*** Opening DATA IN THIS EXERCISE ***

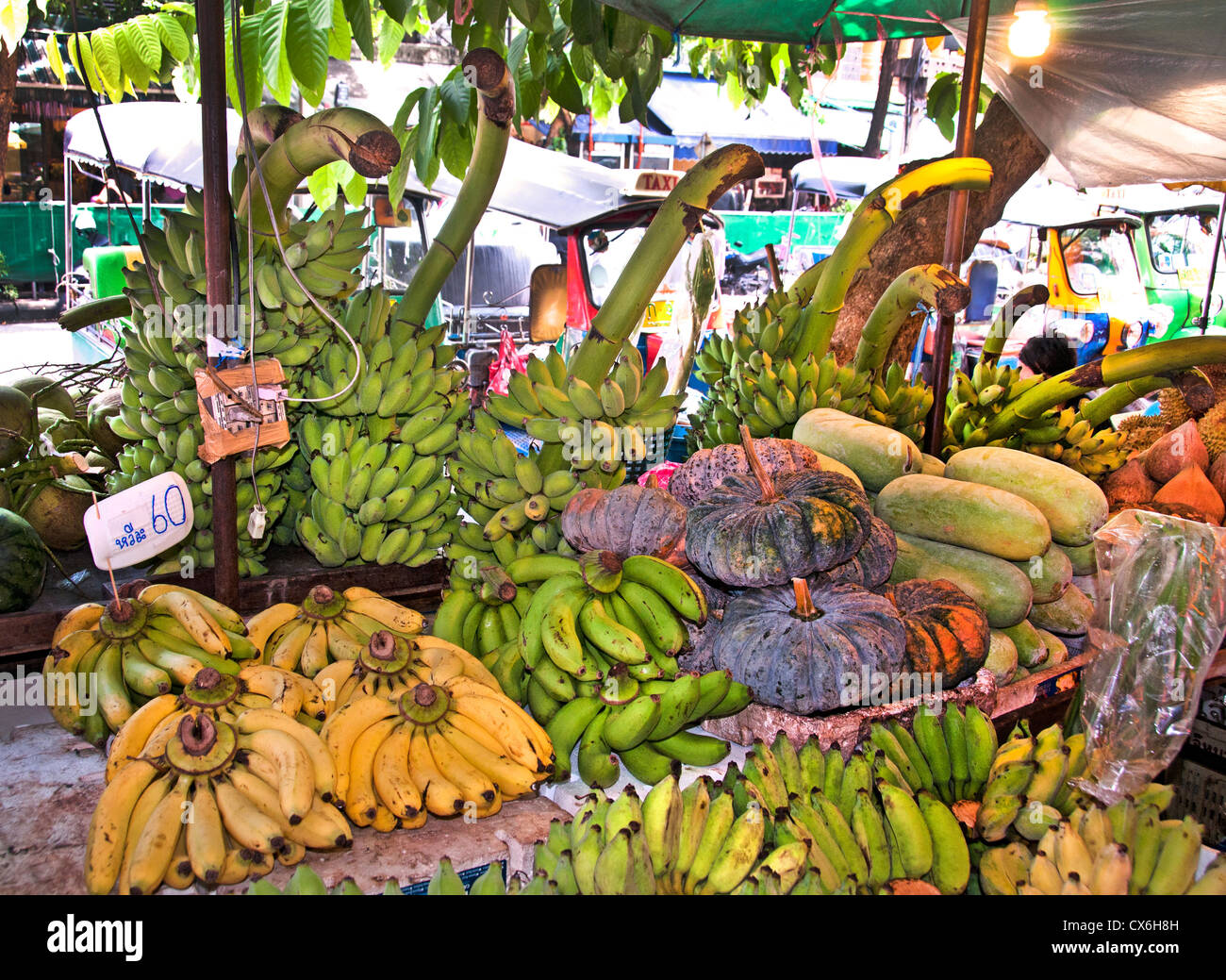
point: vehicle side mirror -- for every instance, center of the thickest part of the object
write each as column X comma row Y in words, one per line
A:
column 547, row 303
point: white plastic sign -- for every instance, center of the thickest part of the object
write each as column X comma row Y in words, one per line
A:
column 139, row 523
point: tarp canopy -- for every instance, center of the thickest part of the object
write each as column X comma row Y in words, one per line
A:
column 158, row 140
column 802, row 21
column 1129, row 91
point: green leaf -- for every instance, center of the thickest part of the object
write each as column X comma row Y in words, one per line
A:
column 563, row 86
column 340, row 38
column 306, row 50
column 56, row 60
column 391, row 33
column 13, row 20
column 455, row 146
column 173, row 37
column 323, row 183
column 147, row 41
column 133, row 65
column 106, row 57
column 534, row 15
column 427, row 135
column 455, row 96
column 356, row 12
column 277, row 75
column 396, row 8
column 355, row 187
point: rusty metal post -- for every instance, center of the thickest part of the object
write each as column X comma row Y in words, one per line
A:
column 209, row 31
column 955, row 223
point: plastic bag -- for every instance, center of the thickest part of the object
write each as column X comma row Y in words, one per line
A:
column 1157, row 624
column 509, row 359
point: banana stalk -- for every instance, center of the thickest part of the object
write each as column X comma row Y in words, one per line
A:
column 1006, row 318
column 493, row 84
column 1127, row 366
column 875, row 215
column 1114, row 400
column 678, row 217
column 931, row 285
column 350, row 135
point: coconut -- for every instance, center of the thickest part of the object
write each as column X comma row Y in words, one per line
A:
column 15, row 409
column 47, row 392
column 58, row 513
column 1192, row 489
column 1173, row 452
column 1129, row 485
column 102, row 408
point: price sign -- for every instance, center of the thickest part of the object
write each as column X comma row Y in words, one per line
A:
column 139, row 523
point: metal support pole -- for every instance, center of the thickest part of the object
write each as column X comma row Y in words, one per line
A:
column 209, row 29
column 955, row 224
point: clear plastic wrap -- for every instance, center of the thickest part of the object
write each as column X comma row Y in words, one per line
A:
column 1157, row 624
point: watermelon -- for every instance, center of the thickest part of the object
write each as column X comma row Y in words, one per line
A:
column 23, row 563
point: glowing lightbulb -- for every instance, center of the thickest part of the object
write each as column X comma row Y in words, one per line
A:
column 1030, row 32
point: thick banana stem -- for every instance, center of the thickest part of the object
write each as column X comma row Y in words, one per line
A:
column 1006, row 318
column 1116, row 397
column 932, row 285
column 1127, row 366
column 874, row 216
column 487, row 70
column 678, row 217
column 350, row 135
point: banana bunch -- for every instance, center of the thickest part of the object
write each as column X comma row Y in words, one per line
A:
column 599, row 645
column 1028, row 785
column 256, row 781
column 1126, row 849
column 374, row 487
column 511, row 497
column 107, row 661
column 422, row 727
column 898, row 404
column 770, row 392
column 1059, row 434
column 326, row 628
column 593, row 431
column 306, row 882
column 865, row 825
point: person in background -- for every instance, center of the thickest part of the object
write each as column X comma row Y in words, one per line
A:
column 1046, row 356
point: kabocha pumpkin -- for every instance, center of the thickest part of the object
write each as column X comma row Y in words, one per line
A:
column 707, row 469
column 873, row 563
column 628, row 521
column 947, row 634
column 805, row 649
column 764, row 530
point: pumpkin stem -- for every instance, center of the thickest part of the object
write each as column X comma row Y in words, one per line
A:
column 804, row 607
column 756, row 469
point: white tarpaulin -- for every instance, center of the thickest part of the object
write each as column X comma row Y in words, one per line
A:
column 1128, row 92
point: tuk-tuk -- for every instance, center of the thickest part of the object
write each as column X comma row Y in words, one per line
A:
column 1096, row 296
column 593, row 216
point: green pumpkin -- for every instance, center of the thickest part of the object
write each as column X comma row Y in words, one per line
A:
column 767, row 530
column 807, row 650
column 23, row 563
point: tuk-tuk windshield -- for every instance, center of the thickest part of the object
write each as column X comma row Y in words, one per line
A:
column 1182, row 244
column 1100, row 259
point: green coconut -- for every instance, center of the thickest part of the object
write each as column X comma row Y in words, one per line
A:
column 47, row 392
column 15, row 409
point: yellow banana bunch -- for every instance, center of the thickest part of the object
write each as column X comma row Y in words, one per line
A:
column 106, row 661
column 327, row 627
column 423, row 727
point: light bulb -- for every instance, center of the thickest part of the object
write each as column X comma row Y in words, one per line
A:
column 1030, row 32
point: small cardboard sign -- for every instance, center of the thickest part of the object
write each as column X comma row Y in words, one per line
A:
column 228, row 424
column 139, row 523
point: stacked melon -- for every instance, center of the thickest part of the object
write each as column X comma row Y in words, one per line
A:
column 1006, row 527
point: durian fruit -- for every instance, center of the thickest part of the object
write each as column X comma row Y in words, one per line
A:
column 1213, row 429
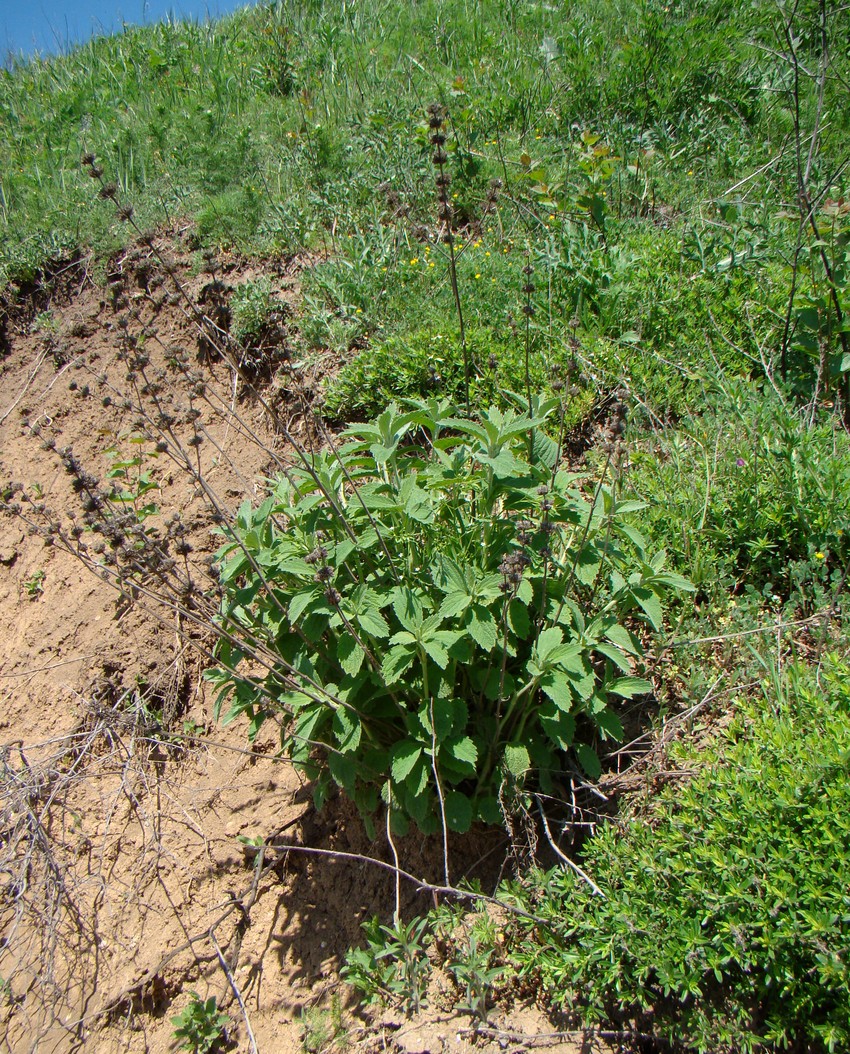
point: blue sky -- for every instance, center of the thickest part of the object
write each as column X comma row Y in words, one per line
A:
column 50, row 25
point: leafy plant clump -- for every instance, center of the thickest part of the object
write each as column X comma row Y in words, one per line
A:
column 201, row 1026
column 726, row 917
column 439, row 620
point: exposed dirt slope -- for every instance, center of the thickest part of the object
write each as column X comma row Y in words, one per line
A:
column 124, row 880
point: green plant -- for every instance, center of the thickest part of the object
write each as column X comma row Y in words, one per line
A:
column 426, row 362
column 201, row 1026
column 34, row 586
column 766, row 501
column 438, row 619
column 474, row 972
column 725, row 918
column 322, row 1029
column 136, row 481
column 393, row 965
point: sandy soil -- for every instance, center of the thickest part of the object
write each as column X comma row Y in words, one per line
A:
column 127, row 879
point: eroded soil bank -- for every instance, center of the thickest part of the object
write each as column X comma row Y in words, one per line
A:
column 129, row 878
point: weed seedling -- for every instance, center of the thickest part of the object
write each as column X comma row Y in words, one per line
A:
column 35, row 585
column 201, row 1026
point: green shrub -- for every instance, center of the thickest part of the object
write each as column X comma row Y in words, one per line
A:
column 749, row 491
column 426, row 363
column 726, row 916
column 437, row 621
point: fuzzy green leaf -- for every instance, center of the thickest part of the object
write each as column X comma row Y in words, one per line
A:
column 347, row 728
column 405, row 755
column 454, row 604
column 650, row 603
column 517, row 760
column 397, row 661
column 344, row 769
column 630, row 686
column 482, row 627
column 556, row 686
column 463, row 749
column 547, row 641
column 350, row 655
column 559, row 726
column 519, row 619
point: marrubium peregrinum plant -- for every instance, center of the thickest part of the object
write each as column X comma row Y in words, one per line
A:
column 455, row 613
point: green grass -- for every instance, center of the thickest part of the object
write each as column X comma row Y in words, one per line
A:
column 649, row 161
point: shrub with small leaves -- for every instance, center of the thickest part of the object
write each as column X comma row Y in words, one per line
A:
column 725, row 919
column 438, row 611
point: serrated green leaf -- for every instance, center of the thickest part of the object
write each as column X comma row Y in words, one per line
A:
column 481, row 626
column 517, row 760
column 587, row 564
column 614, row 654
column 651, row 605
column 437, row 651
column 350, row 655
column 407, row 607
column 397, row 661
column 373, row 623
column 454, row 604
column 558, row 689
column 559, row 726
column 463, row 749
column 300, row 603
column 347, row 728
column 546, row 642
column 344, row 769
column 630, row 686
column 628, row 642
column 405, row 756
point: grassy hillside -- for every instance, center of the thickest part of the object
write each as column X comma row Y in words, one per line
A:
column 639, row 212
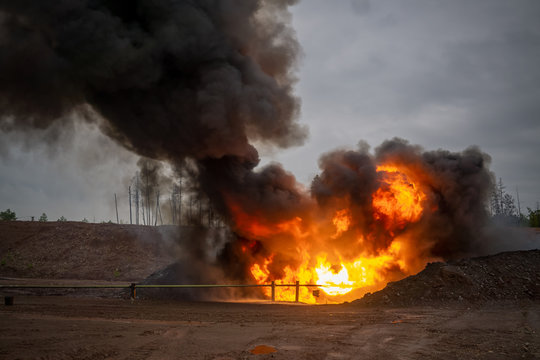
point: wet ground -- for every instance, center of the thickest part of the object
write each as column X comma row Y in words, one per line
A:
column 64, row 327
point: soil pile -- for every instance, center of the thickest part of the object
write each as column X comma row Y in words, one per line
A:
column 505, row 276
column 77, row 250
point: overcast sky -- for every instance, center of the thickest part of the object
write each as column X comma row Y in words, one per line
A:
column 441, row 74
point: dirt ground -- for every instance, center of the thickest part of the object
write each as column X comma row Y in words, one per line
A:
column 67, row 327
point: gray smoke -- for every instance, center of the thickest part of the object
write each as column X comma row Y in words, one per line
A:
column 171, row 78
column 456, row 185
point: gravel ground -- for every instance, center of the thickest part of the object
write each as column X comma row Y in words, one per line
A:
column 44, row 327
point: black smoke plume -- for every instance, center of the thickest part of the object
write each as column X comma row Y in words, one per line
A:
column 172, row 78
column 199, row 82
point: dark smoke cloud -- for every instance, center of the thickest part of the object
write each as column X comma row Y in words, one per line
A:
column 456, row 184
column 172, row 79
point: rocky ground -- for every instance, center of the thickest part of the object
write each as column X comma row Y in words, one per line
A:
column 506, row 276
column 94, row 329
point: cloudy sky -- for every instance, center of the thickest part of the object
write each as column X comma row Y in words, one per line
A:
column 441, row 74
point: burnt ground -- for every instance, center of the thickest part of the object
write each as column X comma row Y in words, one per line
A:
column 482, row 308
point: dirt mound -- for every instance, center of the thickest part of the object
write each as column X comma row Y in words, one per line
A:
column 505, row 276
column 77, row 250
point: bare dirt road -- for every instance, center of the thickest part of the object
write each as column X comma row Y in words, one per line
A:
column 63, row 327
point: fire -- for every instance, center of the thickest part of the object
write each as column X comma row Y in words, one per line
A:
column 321, row 255
column 400, row 201
column 342, row 221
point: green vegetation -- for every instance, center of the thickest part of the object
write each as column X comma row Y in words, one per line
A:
column 534, row 217
column 8, row 215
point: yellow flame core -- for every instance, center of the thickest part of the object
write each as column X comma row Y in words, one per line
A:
column 342, row 221
column 397, row 203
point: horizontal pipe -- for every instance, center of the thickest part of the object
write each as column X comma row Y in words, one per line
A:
column 64, row 286
column 11, row 286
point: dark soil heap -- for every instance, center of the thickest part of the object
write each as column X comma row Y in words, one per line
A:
column 505, row 276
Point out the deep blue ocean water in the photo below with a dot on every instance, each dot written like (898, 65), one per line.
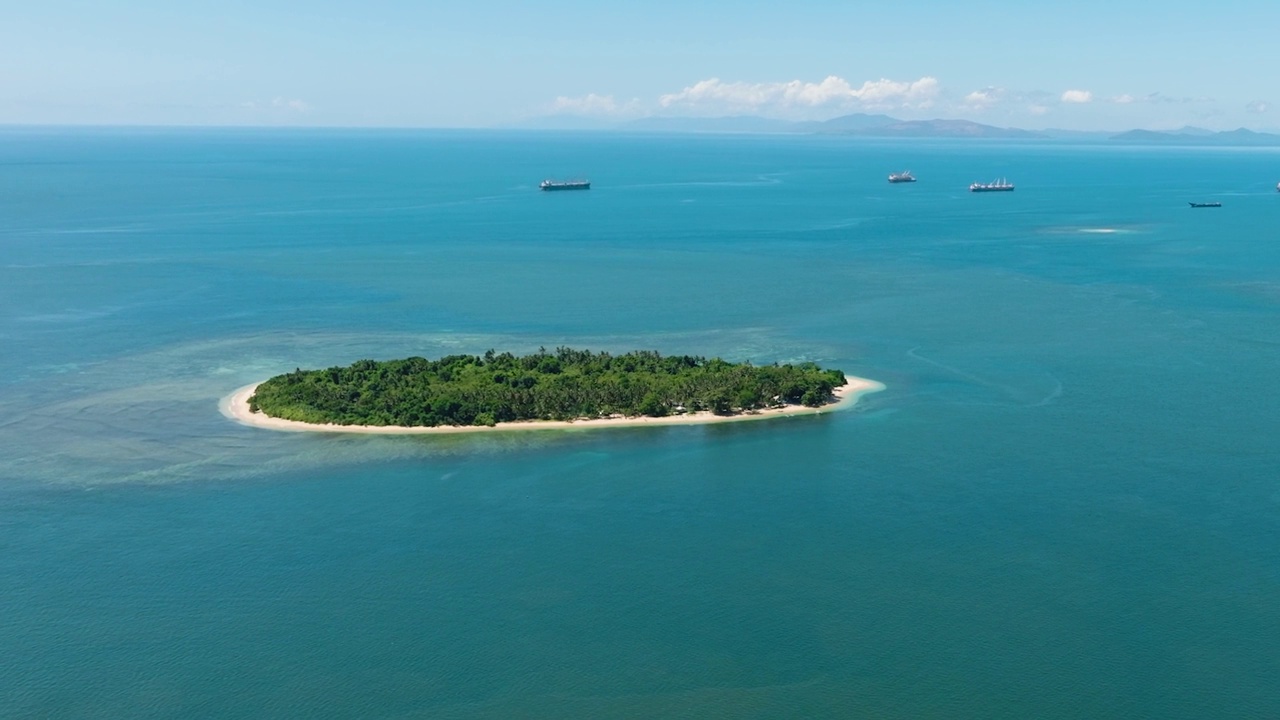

*** Closing DATA IN THIS EXERCISE ***

▸ **TASK ITEM**: State how many lines contain the word "smoke" across the listing, and give no other text.

▸ **RESPONSE**: 3